▶ **Acciones a realizar**:
1. Responde brevemente, según el fragmento sobre María Moliner:
(a) ¿Qué actor interpreta al doctor?
(b) ¿Qué dos diagnósticos recibe Moliner en el discurso clínico?
(c) ¿Quién interpreta al marido de Moliner?
2. Según el fragmento sobre María Moliner, ¿por qué escribir un diccionario durante el franquismo podía ser una forma de resistencia? Contesta en una a tres oraciones.
3. Prosigue el fragmento sobre María Moliner a partir de su última oración.

======== Fragmento para leer

Como Murdoch, Moliner sufrió en su vejez un deterioro que la privó de su atributo más admirable: la inteligencia. El diccionario tiene por marco las visitas que hace a un neurólogo cuando se le declaran los primeros síntomas de arterioesclerosis cerebral. (En la vida real esto sucedió en 1973; aquí se juega con las fechas, y se mezclan episodios que sucedieron con varios años de diferencia.) En los diálogos entre médico y paciente, se perfila el carácter modesto pero intelectualmente arrollador de Moliner, al tiempo que se reconstruye su compromiso con el contexto sociocultural en su trabajo de lexicógrafa y bibliotecaria. Detrás de las palabras, como cabe esperar, está la política. Para empezar, la política de géneros: el doctor (Helio Pedregal, el más sólido de la obra) representa la autoridad paternalista ante la que Moliner (Vicky Peña) debe hacerse valer. Y aunque, al principio, ella queda atrapada en el discurso clínico –se le diagnostica un «trastorno con tintes psicóticos» y hasta un «delirio léxico de Don Quijote»–, los roles van equilibrándose hasta que el recelo médico se convierte en admiración.

El diccionario rescata también la labor republicana de Moliner, que, durante el franquismo, le valdría la degradación en sus funciones. Es en el trabajo lexicográfico, con todo, donde la política aflora de manera más filosa. En un momento se menciona la definición de «matrimonio» que daba entonces la Real Academia: «Unión por la cual el hombre y la mujer se ligan de por vida», etc. Retruca Moliner: «¿Quién dijo que tiene que ser de por vida?». Y cuando critica la definición de «dictador», nos acercamos al quid de la cuestión. En una escena ambientada en 1939, se dice: «Las palabras ya no nos pertenecen» y, más adelante, «Franco nos ha condenado al silencio». Las frases son demasiado aleccionadoras, pero alertan sobre una intuición central de Moliner: en la definición de las palabras se cuela siempre la ideología. Así, escribir un diccionario durante el franquismo puede ser una forma de resistencia. En su esfuerzo por redefinir términos, la autora alberga una utopía: entender bien la lengua es pensar con precisión, y de ahí a actuar bien hay un paso. Como dice el marido de Moliner (Lander Iglesias), con sus definiciones ella quiere «ordenar el mundo».

================
======== Datos proporcionados

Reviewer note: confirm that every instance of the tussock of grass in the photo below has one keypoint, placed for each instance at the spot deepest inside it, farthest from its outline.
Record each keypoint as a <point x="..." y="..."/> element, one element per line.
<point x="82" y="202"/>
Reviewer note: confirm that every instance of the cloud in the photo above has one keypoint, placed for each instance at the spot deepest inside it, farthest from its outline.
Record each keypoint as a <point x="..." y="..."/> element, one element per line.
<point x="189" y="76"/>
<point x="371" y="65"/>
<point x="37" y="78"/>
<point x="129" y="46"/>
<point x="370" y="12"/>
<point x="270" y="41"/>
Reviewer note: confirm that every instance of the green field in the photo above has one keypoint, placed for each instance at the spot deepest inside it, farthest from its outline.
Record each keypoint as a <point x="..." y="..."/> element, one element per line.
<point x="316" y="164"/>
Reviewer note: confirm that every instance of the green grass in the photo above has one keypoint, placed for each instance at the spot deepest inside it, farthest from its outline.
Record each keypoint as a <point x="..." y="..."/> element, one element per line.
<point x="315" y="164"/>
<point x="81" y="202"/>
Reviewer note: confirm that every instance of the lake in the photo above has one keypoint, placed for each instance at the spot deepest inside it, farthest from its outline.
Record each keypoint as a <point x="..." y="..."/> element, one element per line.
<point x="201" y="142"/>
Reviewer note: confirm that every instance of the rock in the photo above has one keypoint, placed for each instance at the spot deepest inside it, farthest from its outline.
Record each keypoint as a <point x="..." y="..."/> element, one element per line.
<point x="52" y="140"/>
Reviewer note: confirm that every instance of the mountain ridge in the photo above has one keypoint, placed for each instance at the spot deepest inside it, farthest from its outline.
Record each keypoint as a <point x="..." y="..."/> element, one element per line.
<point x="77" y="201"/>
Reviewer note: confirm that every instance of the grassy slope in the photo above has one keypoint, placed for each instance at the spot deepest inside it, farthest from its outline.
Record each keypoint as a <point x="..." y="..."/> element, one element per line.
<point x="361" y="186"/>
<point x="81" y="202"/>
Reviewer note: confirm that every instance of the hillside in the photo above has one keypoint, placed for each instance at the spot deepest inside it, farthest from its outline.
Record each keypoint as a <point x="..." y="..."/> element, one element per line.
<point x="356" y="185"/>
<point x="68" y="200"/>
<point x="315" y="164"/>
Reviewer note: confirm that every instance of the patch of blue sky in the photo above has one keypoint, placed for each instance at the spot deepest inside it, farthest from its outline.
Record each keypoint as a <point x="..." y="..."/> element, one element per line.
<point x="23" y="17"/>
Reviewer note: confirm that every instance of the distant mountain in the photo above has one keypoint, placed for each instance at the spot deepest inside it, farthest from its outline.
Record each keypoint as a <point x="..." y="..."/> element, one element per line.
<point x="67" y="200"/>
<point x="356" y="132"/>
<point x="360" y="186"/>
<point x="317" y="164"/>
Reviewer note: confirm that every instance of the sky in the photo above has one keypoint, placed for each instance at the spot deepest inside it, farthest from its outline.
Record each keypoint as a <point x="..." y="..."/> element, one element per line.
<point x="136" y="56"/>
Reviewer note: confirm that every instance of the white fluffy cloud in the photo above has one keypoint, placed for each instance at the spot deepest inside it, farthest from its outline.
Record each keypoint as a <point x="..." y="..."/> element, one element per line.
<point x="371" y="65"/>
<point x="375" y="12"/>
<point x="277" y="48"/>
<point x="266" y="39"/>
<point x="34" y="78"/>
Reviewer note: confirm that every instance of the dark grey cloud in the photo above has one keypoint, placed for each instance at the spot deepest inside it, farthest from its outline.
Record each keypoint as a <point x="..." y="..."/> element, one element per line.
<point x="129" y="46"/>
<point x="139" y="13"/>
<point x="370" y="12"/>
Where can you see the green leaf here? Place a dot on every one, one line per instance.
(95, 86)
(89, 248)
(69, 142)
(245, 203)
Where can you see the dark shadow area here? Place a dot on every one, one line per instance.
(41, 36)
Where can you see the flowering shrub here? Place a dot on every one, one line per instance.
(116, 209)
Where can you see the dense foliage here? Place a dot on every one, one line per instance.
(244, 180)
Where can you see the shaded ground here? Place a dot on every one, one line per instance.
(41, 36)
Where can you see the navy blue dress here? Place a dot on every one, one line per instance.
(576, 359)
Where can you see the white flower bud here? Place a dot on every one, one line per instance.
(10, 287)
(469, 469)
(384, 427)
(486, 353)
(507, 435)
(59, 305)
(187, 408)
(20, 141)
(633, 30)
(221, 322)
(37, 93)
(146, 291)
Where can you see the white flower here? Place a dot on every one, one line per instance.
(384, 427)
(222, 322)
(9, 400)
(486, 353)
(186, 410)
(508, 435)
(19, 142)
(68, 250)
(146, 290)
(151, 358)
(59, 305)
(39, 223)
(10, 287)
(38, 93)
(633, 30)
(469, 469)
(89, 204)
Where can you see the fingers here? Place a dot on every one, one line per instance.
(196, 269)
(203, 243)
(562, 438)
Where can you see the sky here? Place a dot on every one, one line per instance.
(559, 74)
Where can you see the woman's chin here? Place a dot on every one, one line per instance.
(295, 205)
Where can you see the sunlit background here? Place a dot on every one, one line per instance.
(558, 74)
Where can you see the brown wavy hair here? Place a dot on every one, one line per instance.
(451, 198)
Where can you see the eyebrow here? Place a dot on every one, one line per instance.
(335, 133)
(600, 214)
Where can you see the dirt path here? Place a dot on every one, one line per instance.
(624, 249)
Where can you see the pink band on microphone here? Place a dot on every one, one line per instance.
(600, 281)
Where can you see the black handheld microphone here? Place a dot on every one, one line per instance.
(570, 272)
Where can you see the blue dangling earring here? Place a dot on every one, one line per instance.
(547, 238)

================

▶ **Respuestas numeradas**:
1.
(a) Helio Pedregal.
(b) Un «trastorno con tintes psicóticos» y un «delirio léxico de Don Quijote».
(c) Lander Iglesias.

2. Porque, según una intuición central de Moliner, en la definición de las palabras se cuela siempre la ideología. Por eso, redefinir términos bajo el franquismo podía convertirse en una forma de resistencia.

3.
Las temáticas, el material biográfico, los documentos utilizados, son fascinantes, pero la obra, lamentablemente, se dispara en demasiados sentidos a la vez, derrapando con frecuencia en tempo y tono. Ningún dramaturgo debería infligirle a un actor la cursilería lacrimógena de cantar una canción de cuna a un bebé que está a punto de morir. Y, en cuanto a la afasia final de la protagonista, entendemos que es una tragedia sin necesidad de que la actriz se ponga a balbucear. Noté a los actores incómodos, poco creíbles en sus papeles, al cumplir esas exigencias del texto. También la dirección acusa falta de solvencia: por momentos Peña parece desorientada, mientras Iglesias hace lo que puede con réplicas que no le dejan espacio. El efecto total es curioso: en vez de tejer un personaje, los hilos narrativos acaban enredándose unos con otros. Al final, no supe si había visto una obra sobre la decadencia física, los estragos del franquismo, el compromiso político, la excelencia intelectual, la condición de la mujer en el siglo XX, las fatigas del matrimonio o qué. La vida de María Moliner incluyó, sin duda, todo eso y más. Pero en el teatro, como en los diccionarios, el mejor aliado es el orden.